» EXERCISE DESCRIPTION
Output the data below in full, character for character.

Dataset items

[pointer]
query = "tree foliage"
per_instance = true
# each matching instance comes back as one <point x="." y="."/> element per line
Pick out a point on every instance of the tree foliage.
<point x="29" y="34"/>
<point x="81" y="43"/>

» SOLUTION BELOW
[pointer]
query = "tree foliage"
per_instance = true
# each matching instance comes back as one <point x="." y="."/> element per line
Pick out a point on every instance of the tree foliage.
<point x="29" y="34"/>
<point x="81" y="43"/>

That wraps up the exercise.